*DIRECTIONS FOR THIS TASK*
Reproduce verbatim the lines of the data below, starting at the line that contains "Practice step: indicate the woman's left" and ending at the final line of the data, with both of those lines included.

--- Start DATASET RECORDS ---

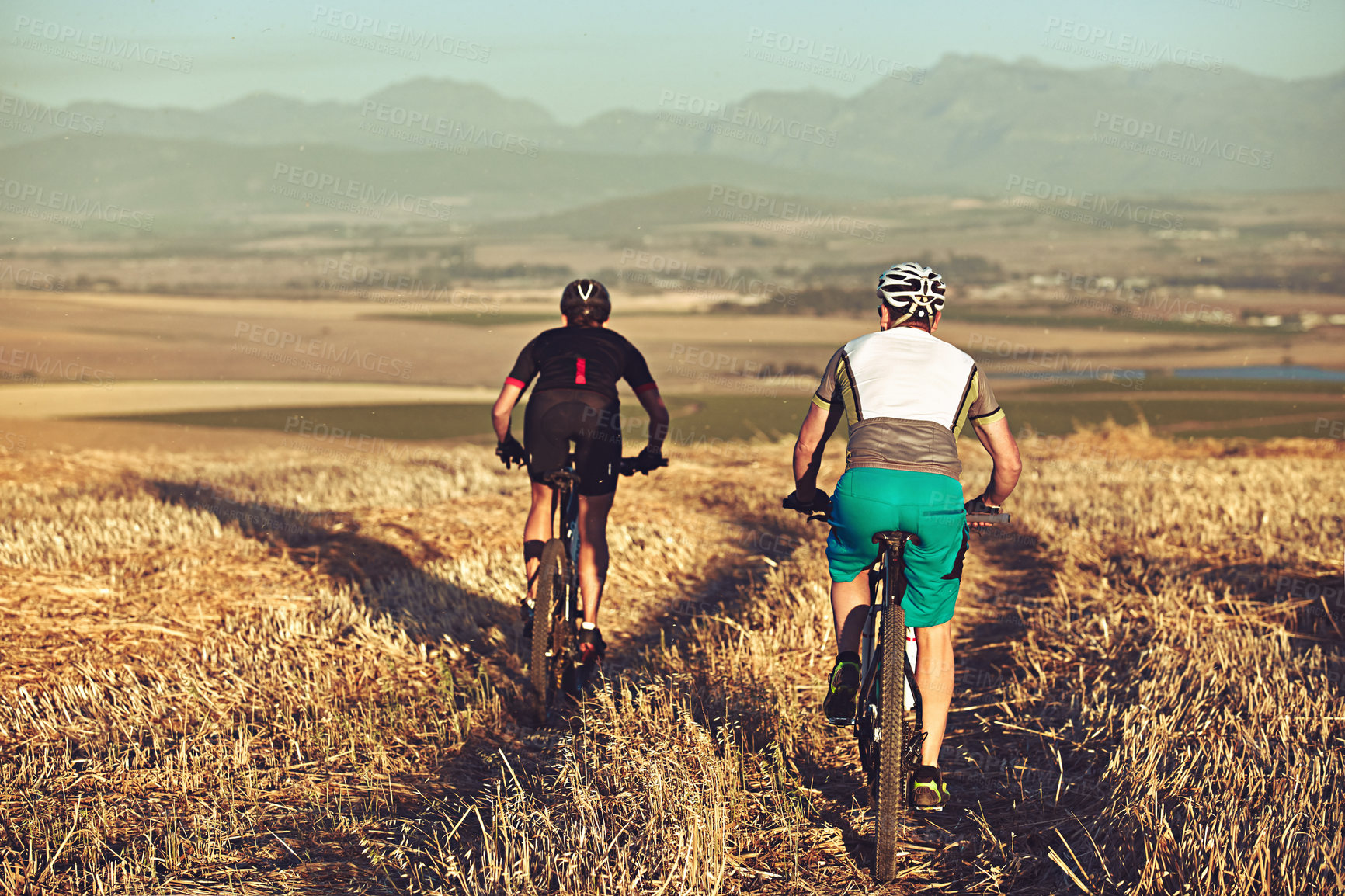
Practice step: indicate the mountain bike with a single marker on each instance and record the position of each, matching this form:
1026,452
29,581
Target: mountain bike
889,743
557,606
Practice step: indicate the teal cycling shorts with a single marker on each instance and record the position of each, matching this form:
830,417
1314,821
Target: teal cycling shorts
930,505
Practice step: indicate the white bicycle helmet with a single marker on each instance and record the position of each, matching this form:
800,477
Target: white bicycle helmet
911,291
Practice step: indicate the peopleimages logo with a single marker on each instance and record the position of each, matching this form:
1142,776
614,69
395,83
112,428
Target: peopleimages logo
283,341
332,190
1064,198
31,113
66,203
439,132
68,40
1187,141
1124,47
711,112
394,38
828,60
766,206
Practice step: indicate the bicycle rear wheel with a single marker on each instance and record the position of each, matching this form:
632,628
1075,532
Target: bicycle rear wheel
551,629
892,717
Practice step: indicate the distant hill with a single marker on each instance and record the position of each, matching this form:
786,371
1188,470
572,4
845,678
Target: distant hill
968,128
196,185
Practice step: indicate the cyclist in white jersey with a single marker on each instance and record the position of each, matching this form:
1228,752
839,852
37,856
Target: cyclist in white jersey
905,394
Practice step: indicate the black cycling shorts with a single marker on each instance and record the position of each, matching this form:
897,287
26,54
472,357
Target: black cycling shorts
556,418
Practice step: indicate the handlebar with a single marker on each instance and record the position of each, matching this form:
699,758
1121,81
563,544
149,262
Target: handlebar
821,509
818,510
631,466
988,518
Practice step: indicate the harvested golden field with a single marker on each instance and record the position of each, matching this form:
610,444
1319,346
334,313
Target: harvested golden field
270,672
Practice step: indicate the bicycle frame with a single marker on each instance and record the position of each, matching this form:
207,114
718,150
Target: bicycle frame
888,589
565,505
891,584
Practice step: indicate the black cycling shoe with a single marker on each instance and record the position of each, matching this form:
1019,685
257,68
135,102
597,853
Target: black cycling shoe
843,689
525,613
928,791
591,644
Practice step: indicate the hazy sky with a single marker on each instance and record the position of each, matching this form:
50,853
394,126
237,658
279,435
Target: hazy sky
582,57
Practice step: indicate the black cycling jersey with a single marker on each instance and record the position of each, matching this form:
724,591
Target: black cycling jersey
582,358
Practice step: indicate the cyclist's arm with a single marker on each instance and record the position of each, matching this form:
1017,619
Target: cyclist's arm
503,408
658,412
1003,453
808,451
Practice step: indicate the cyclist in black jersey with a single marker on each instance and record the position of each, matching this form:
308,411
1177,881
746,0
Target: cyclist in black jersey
575,400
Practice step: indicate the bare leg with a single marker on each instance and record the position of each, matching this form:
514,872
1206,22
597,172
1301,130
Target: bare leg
933,679
537,530
850,607
593,550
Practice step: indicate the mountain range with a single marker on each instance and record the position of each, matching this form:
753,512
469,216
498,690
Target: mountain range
971,126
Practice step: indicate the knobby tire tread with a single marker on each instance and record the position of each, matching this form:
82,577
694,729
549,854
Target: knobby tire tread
551,592
892,791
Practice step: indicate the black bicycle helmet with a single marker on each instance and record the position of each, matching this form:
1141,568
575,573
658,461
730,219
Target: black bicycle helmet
586,303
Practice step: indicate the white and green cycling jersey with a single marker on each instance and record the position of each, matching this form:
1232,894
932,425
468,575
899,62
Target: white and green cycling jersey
907,394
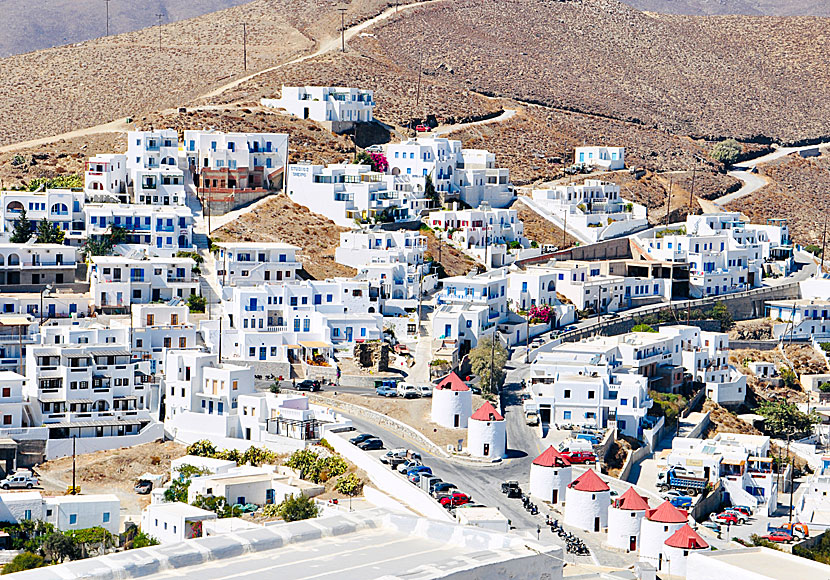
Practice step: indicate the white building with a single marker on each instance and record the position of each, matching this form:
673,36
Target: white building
201,395
487,433
117,282
586,384
106,178
468,175
803,319
337,107
282,323
725,254
625,517
62,208
679,546
469,307
603,158
486,234
223,162
254,263
347,193
586,502
452,403
78,512
657,527
165,229
595,209
37,265
174,522
550,474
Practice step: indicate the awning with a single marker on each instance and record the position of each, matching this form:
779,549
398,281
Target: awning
15,320
315,344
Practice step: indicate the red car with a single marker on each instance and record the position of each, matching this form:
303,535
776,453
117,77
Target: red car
778,537
580,456
725,518
455,499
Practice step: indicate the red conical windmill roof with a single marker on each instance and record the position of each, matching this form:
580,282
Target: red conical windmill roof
453,383
631,500
668,514
487,412
687,539
589,481
550,457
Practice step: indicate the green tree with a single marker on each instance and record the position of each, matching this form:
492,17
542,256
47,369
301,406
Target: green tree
783,419
24,561
22,229
481,358
643,328
727,152
48,233
297,508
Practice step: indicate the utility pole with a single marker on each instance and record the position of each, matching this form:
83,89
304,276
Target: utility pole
342,29
245,46
159,16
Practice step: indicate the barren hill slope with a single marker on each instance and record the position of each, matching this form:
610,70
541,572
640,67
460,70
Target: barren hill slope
739,76
59,89
68,21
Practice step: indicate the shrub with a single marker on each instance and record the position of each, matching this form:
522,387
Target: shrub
24,561
297,508
349,485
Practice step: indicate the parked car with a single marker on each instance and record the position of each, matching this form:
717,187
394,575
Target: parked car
20,480
727,518
387,391
361,438
442,487
778,536
580,456
370,444
456,498
308,385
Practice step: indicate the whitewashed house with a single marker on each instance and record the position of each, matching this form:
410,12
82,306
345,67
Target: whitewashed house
338,108
347,193
117,282
254,263
222,162
603,158
468,175
106,178
595,209
724,253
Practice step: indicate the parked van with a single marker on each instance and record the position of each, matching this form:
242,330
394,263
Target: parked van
408,391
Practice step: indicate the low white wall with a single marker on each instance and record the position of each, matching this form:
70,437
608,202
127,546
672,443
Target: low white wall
390,481
56,448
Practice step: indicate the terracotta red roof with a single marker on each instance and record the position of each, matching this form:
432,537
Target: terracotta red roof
453,383
631,500
668,514
589,481
687,539
487,412
550,457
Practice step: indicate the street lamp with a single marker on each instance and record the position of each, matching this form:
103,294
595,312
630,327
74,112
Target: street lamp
46,290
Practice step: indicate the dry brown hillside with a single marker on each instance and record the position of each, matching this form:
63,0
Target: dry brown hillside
798,190
55,90
737,76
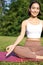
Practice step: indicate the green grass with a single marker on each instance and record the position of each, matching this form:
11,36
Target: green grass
7,40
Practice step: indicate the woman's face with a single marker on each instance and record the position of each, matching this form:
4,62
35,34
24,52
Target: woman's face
35,9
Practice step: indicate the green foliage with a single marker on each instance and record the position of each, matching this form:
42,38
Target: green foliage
10,23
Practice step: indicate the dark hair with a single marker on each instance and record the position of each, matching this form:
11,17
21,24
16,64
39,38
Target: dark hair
31,5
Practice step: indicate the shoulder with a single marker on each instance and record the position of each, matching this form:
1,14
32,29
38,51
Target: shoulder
24,23
41,21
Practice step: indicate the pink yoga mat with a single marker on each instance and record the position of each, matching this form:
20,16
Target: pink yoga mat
14,58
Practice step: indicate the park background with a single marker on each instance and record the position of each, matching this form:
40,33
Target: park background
12,13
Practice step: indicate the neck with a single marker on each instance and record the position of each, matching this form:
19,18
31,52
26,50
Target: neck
33,18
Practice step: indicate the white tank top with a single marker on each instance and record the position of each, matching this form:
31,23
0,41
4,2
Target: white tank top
34,31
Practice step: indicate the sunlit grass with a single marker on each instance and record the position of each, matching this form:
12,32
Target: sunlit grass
7,40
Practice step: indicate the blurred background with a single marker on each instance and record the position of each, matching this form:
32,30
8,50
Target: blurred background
12,13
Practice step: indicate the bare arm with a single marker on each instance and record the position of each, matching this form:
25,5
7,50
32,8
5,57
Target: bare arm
21,36
42,24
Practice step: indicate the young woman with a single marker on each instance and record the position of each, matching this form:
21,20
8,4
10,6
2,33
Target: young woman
33,26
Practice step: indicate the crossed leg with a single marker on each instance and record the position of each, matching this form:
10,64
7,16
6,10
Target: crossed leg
24,52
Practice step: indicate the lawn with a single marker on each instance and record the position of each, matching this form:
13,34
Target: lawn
7,40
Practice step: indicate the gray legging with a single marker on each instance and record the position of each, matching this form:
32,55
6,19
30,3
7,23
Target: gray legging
27,50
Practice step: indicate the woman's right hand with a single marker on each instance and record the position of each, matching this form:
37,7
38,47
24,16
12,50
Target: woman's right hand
9,49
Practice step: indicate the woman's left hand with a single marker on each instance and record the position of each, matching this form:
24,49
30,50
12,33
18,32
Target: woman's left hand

--- End DATASET RECORDS ---

*RESPONSE*
Practice step: indicate the woman's left hand with a single marker on each instance and record the position of each, matching this form:
24,49
30,50
12,33
18,32
Target: woman's left hand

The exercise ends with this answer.